Material shown: Begin
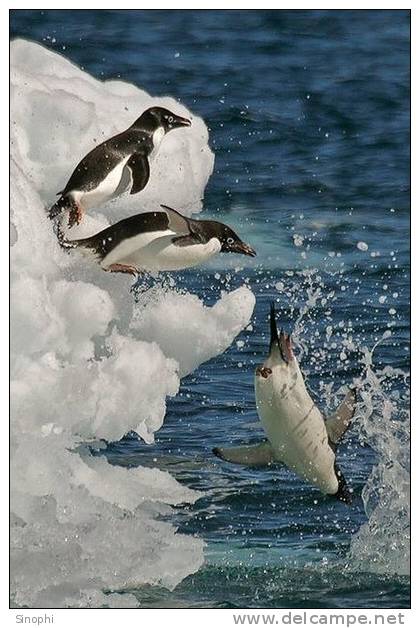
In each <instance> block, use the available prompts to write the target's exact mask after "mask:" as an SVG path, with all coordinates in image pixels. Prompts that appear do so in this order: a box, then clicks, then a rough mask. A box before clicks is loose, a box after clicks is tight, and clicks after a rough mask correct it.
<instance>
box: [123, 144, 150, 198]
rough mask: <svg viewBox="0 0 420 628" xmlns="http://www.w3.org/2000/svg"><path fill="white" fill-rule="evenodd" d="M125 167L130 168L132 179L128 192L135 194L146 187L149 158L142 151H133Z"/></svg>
mask: <svg viewBox="0 0 420 628" xmlns="http://www.w3.org/2000/svg"><path fill="white" fill-rule="evenodd" d="M127 168H129V169H130V172H131V179H132V185H131V190H130V194H137V192H141V190H143V188H145V187H146V184H147V182H148V180H149V177H150V167H149V160H148V159H147V157H146V156H145V155H143V154H142V153H134V154H133V155H131V157H130V159H129V160H128V161H127Z"/></svg>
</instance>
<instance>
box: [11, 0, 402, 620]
mask: <svg viewBox="0 0 420 628" xmlns="http://www.w3.org/2000/svg"><path fill="white" fill-rule="evenodd" d="M11 33H12V36H20V37H25V38H27V39H31V40H35V41H39V42H42V43H43V44H44V45H46V46H48V47H50V48H51V49H53V50H55V51H58V52H62V53H63V54H65V55H66V56H67V57H69V58H70V59H71V60H73V61H74V62H76V63H77V64H78V65H80V66H82V67H83V68H85V69H86V70H87V71H88V72H89V73H91V74H92V75H94V76H96V77H99V78H103V79H107V78H115V77H121V78H122V79H123V80H126V81H132V82H134V83H135V84H137V85H139V86H140V87H141V88H143V89H145V90H146V91H148V92H150V93H151V94H154V95H166V94H170V95H172V96H174V97H176V98H178V99H179V100H180V101H182V102H183V103H184V104H185V105H187V106H188V107H189V108H190V109H191V110H192V111H194V112H195V113H196V114H198V115H200V116H202V117H203V118H204V120H205V121H206V123H207V125H208V127H209V130H210V141H211V147H212V149H213V150H214V152H215V155H216V162H215V170H214V173H213V176H212V177H211V179H210V182H209V185H208V187H207V189H206V193H205V207H206V211H207V212H208V213H209V214H212V215H214V216H218V217H219V219H221V220H224V221H226V222H229V223H230V224H232V225H233V226H235V227H236V228H237V230H238V232H239V233H240V234H241V236H242V237H243V239H244V240H246V241H248V242H249V243H250V244H252V246H254V247H255V248H256V249H257V251H258V257H257V258H256V260H255V262H251V264H250V265H248V266H245V267H244V268H238V266H239V265H240V264H242V263H243V260H242V259H240V260H238V259H235V260H229V261H228V260H227V259H226V258H223V259H221V260H220V261H219V262H217V263H215V264H213V265H210V266H207V267H204V268H203V269H201V270H199V271H189V272H185V273H184V274H180V275H178V276H177V279H176V281H177V285H178V287H179V288H180V289H188V290H189V291H191V292H194V293H197V294H199V295H200V297H202V298H203V299H205V300H206V301H208V302H209V303H212V302H213V301H214V299H215V297H216V296H217V295H218V294H219V292H220V289H226V288H228V289H233V288H235V287H237V286H239V285H242V284H243V283H244V281H247V282H248V285H249V286H250V287H251V288H252V290H253V291H254V293H255V295H256V297H257V304H256V309H255V312H254V316H253V320H252V329H248V330H245V331H244V332H243V333H242V334H241V335H240V337H239V338H238V339H239V340H243V341H244V345H243V346H240V347H238V346H237V345H236V342H234V343H233V345H232V346H231V347H230V348H229V349H228V350H227V351H226V352H225V353H224V354H223V355H221V356H219V357H217V358H216V359H213V360H211V361H209V362H207V363H206V364H204V365H202V366H201V367H200V368H199V369H198V370H197V371H196V372H194V373H193V374H192V375H190V376H188V377H186V378H185V379H184V380H183V382H182V388H181V392H180V394H179V395H178V396H177V397H176V398H175V399H170V400H169V401H168V412H167V416H166V419H165V424H164V426H163V428H162V429H161V430H160V431H159V432H158V434H157V435H156V436H157V437H156V444H155V445H154V446H147V445H145V444H144V443H142V442H141V441H139V440H137V439H136V438H134V436H130V435H128V436H127V438H125V439H124V440H123V441H121V442H119V443H113V444H110V445H109V447H108V450H107V455H108V457H109V459H110V460H111V461H112V462H113V463H115V464H122V465H139V464H141V465H146V466H147V465H150V466H156V465H157V466H159V467H160V468H162V469H166V470H169V471H170V472H171V474H173V475H174V476H175V477H176V478H177V479H178V480H179V481H180V482H182V483H184V484H185V485H187V486H189V487H192V488H197V489H201V490H203V491H207V493H206V495H205V496H204V497H203V498H202V499H201V500H199V501H198V502H197V503H196V504H195V505H194V506H186V507H185V508H180V509H178V511H177V512H176V513H175V514H174V518H175V520H176V522H177V525H178V526H179V529H180V531H181V532H185V533H188V534H191V535H198V536H199V537H200V538H202V539H204V540H205V541H206V543H207V549H206V562H205V564H204V566H203V567H202V568H201V570H200V571H199V572H198V573H197V574H195V575H193V576H190V577H189V578H187V579H186V580H185V581H184V582H182V583H181V584H180V585H179V586H178V587H177V588H176V589H175V590H174V591H173V592H168V591H166V590H164V589H160V588H156V587H146V588H143V589H141V590H139V591H136V592H135V594H136V595H137V596H138V597H139V599H140V600H141V601H142V604H143V605H144V606H158V607H159V606H196V607H197V606H198V607H199V606H206V607H207V606H212V607H251V606H255V607H278V608H282V607H291V608H294V607H297V608H299V607H301V608H302V607H315V608H316V607H324V608H328V607H329V608H336V607H340V608H352V607H353V608H355V607H356V608H357V607H358V608H360V607H400V608H401V607H407V606H409V603H410V598H409V579H408V577H406V576H396V575H393V574H392V573H388V574H382V575H378V574H375V573H372V572H371V571H370V570H369V569H368V568H366V569H364V568H363V566H362V567H361V568H359V570H358V571H356V572H354V571H347V570H346V569H344V567H343V565H344V564H345V563H346V556H347V554H348V550H349V543H350V539H351V537H352V536H353V535H354V534H355V532H356V531H357V530H358V529H359V528H360V526H361V525H362V524H363V523H364V522H366V520H367V517H366V514H365V511H364V508H363V502H362V498H361V493H362V489H363V486H364V485H365V484H366V481H367V480H368V477H369V475H370V473H371V470H372V467H373V465H375V464H377V463H378V461H379V462H380V460H378V456H379V455H380V454H378V449H377V448H375V443H374V442H366V439H364V437H363V430H362V429H361V428H360V427H359V428H358V426H357V425H356V426H355V427H354V428H353V430H352V431H351V432H350V434H349V435H348V436H347V437H346V440H345V443H344V444H343V446H342V447H341V448H340V453H339V461H340V465H341V467H342V469H343V471H344V474H345V476H346V478H347V481H348V483H349V484H350V485H351V487H352V488H353V490H354V494H355V500H354V504H353V506H352V507H351V508H348V507H346V506H345V505H343V504H340V503H337V502H336V501H334V500H331V499H328V498H324V497H322V496H320V494H319V493H318V491H316V489H314V488H312V487H311V486H309V485H307V484H304V483H303V482H301V481H300V480H299V479H298V478H296V477H294V476H293V475H292V474H291V473H290V472H288V471H287V470H285V469H283V468H276V469H274V468H272V469H270V470H258V471H255V470H249V469H243V468H240V467H236V466H229V465H227V464H225V463H223V462H221V461H219V460H217V459H215V458H213V457H212V454H211V449H212V447H214V446H215V445H220V444H224V443H228V442H235V443H238V442H241V441H248V440H252V438H253V437H255V436H257V435H258V434H257V432H256V428H253V427H250V426H249V424H250V423H255V421H256V416H255V406H254V394H253V370H254V368H255V365H256V364H258V363H259V362H260V360H261V357H262V356H263V355H264V354H265V352H266V348H267V322H266V318H267V311H268V304H269V302H270V300H272V299H273V298H274V299H276V300H277V301H278V307H279V310H280V313H281V319H282V322H283V324H284V325H285V326H286V327H287V328H288V329H290V330H294V331H295V326H296V323H297V322H299V320H300V315H302V324H301V325H300V326H299V329H298V330H297V339H298V352H299V354H300V356H301V365H302V368H303V370H304V372H305V374H306V378H307V381H308V384H309V386H310V388H311V391H312V393H313V394H314V396H315V398H316V399H317V400H319V402H320V404H321V405H323V404H324V405H325V398H326V386H327V385H328V384H332V388H333V390H335V389H337V388H339V386H340V385H342V384H347V383H350V382H351V381H352V380H353V378H360V377H363V366H362V358H361V356H362V348H363V347H367V348H372V346H373V345H374V344H375V343H376V342H377V341H378V340H380V338H381V337H382V335H383V333H384V332H385V331H387V330H389V331H391V332H392V335H391V336H390V337H388V338H385V339H384V340H383V341H382V342H381V344H380V345H379V346H378V347H377V349H376V351H375V360H374V363H375V366H374V368H375V369H377V370H381V369H383V368H384V367H386V366H388V367H392V368H393V369H398V371H394V375H393V376H392V377H391V378H390V380H389V382H388V383H385V384H384V386H385V387H386V392H387V393H388V394H389V395H390V396H391V397H392V398H394V399H398V403H396V404H395V407H394V409H393V412H394V415H393V418H394V419H395V421H397V422H398V421H401V422H402V421H403V420H405V412H406V410H407V407H408V403H409V401H408V393H409V391H408V389H407V380H406V376H407V375H408V372H409V296H410V295H409V203H410V190H409V185H410V163H409V123H410V120H409V88H410V84H409V70H410V67H409V63H410V60H409V13H408V12H407V11H233V10H229V11H223V12H218V11H134V12H133V11H105V10H103V11H100V12H95V11H90V10H89V11H26V10H25V11H12V14H11ZM294 235H295V236H296V235H297V236H300V238H303V244H302V246H297V244H300V242H301V239H300V238H299V237H298V238H293V236H294ZM359 242H363V243H367V244H368V249H367V250H363V248H365V247H363V245H362V249H360V248H358V247H357V244H358V243H359ZM279 282H281V283H282V285H280V286H279ZM211 288H213V289H211ZM317 290H319V295H320V296H319V298H317V299H315V303H314V304H313V305H311V298H310V297H311V295H312V296H313V295H315V294H316V291H317ZM384 297H386V298H384ZM328 326H330V327H331V329H332V332H331V336H329V341H328V342H327V341H326V335H325V333H326V328H327V327H328ZM349 337H352V338H353V340H354V346H353V348H350V349H348V348H347V349H346V348H345V343H346V340H347V339H348V338H349ZM344 349H345V353H346V355H345V356H344V357H343V355H342V354H343V350H344ZM384 429H386V426H384ZM401 439H402V440H401V441H400V442H399V445H400V448H401V450H402V451H403V459H402V461H401V460H400V461H399V462H402V464H404V465H406V464H408V460H407V459H408V453H409V444H408V442H406V440H404V439H403V437H401ZM392 456H393V454H392V452H391V453H390V460H389V461H386V462H387V464H391V465H392V462H393V460H392ZM378 488H379V489H380V487H378ZM394 488H395V489H396V490H397V491H398V486H397V487H394ZM378 534H380V531H379V533H378Z"/></svg>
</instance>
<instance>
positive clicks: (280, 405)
mask: <svg viewBox="0 0 420 628" xmlns="http://www.w3.org/2000/svg"><path fill="white" fill-rule="evenodd" d="M269 388H270V387H267V386H264V384H263V386H262V387H261V388H260V386H258V383H257V386H256V401H257V410H258V414H259V417H260V420H261V423H262V425H263V427H264V431H265V433H266V435H267V438H268V440H269V441H270V444H271V446H272V448H273V451H274V456H275V459H276V460H278V461H279V462H283V463H284V464H286V465H287V466H288V467H289V468H290V469H292V470H293V471H294V472H295V473H297V474H298V475H299V476H300V477H302V478H303V479H304V480H306V481H308V482H310V483H311V484H314V485H315V486H317V487H318V488H319V489H320V490H321V491H322V492H323V493H328V494H335V493H336V492H337V490H338V480H337V477H336V474H335V470H334V462H335V454H334V452H333V451H332V449H331V447H330V446H329V444H328V435H327V430H326V427H325V422H324V420H323V418H322V416H321V413H320V412H319V410H318V408H317V407H316V406H315V404H314V403H313V402H312V400H311V398H310V397H309V395H308V394H307V393H306V390H305V393H306V395H295V394H294V395H290V396H289V397H284V396H283V397H282V398H281V399H279V398H278V396H277V394H276V393H275V392H274V391H273V390H271V392H269Z"/></svg>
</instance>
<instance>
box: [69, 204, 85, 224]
mask: <svg viewBox="0 0 420 628" xmlns="http://www.w3.org/2000/svg"><path fill="white" fill-rule="evenodd" d="M82 218H83V210H82V208H81V207H80V205H78V204H77V203H75V204H74V205H73V206H72V207H71V208H70V210H69V220H68V225H69V229H71V228H72V227H74V225H80V223H81V222H82Z"/></svg>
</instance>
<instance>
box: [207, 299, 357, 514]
mask: <svg viewBox="0 0 420 628" xmlns="http://www.w3.org/2000/svg"><path fill="white" fill-rule="evenodd" d="M270 329H271V338H270V349H269V354H268V357H267V359H266V360H265V362H264V363H263V364H262V365H261V366H258V367H257V369H256V373H255V382H254V383H255V400H256V407H257V412H258V415H259V418H260V421H261V423H262V425H263V428H264V431H265V434H266V436H267V439H266V440H264V441H263V442H261V443H258V444H255V445H245V446H240V447H222V448H219V447H216V448H214V449H213V453H214V454H215V455H216V456H218V457H219V458H222V459H223V460H226V461H228V462H233V463H238V464H244V465H249V466H254V465H270V464H273V463H276V462H279V463H282V464H285V465H286V466H287V467H288V468H289V469H291V470H292V471H294V473H296V474H297V475H298V476H299V477H301V478H302V479H303V480H305V481H306V482H310V483H311V484H313V485H314V486H316V487H317V488H318V489H319V490H320V491H321V492H322V493H324V494H327V495H333V496H334V497H335V498H337V499H338V500H340V501H343V502H345V503H347V504H349V503H351V493H350V491H349V489H348V487H347V484H346V481H345V479H344V476H343V474H342V472H341V471H340V468H339V466H338V464H337V460H336V448H337V443H338V442H339V440H340V438H341V437H342V435H343V434H344V432H345V431H346V430H347V428H348V427H349V425H350V423H351V420H352V418H353V415H354V412H355V407H356V391H355V390H354V389H350V390H349V391H348V392H347V394H346V397H345V398H344V401H343V402H342V403H341V405H340V406H339V408H338V409H337V410H336V412H334V414H332V415H331V416H329V417H328V418H327V419H326V420H324V418H323V416H322V414H321V412H320V411H319V409H318V408H317V406H316V405H315V403H314V402H313V400H312V399H311V396H310V395H309V392H308V390H307V388H306V386H305V382H304V379H303V376H302V372H301V370H300V367H299V364H298V362H297V360H296V357H295V356H294V353H293V349H292V340H291V337H290V336H289V335H287V334H285V333H284V332H283V331H281V332H280V336H279V334H278V330H277V325H276V312H275V309H274V304H272V306H271V313H270Z"/></svg>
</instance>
Material shown: End
→ **Work task**:
Copy the lines from the start of the records through the line containing "box: [11, 0, 402, 620]", with both ends included, and leave the pictures out.

→ **Task result**:
In each <instance> block, use the available prompts to write the target's exact mask after "mask:" as an SVG path, with all coordinates in image pixels. Prompts that appear do so in this order: a box, then clicks, then a rough mask. A box before clicks is loose, a box after clicks is tight, and clicks after a rough mask correct it.
<instance>
box: [123, 144, 150, 198]
rough mask: <svg viewBox="0 0 420 628" xmlns="http://www.w3.org/2000/svg"><path fill="white" fill-rule="evenodd" d="M125 167L130 168L132 179L128 192L135 194L146 187L149 158L142 151H133Z"/></svg>
mask: <svg viewBox="0 0 420 628" xmlns="http://www.w3.org/2000/svg"><path fill="white" fill-rule="evenodd" d="M127 168H129V169H130V172H131V179H132V185H131V190H130V194H137V192H141V190H143V188H145V187H146V184H147V182H148V180H149V177H150V167H149V160H148V159H147V157H146V156H145V155H143V154H142V153H134V154H133V155H131V157H130V159H129V160H128V161H127Z"/></svg>
</instance>
<instance>
box: [11, 0, 402, 620]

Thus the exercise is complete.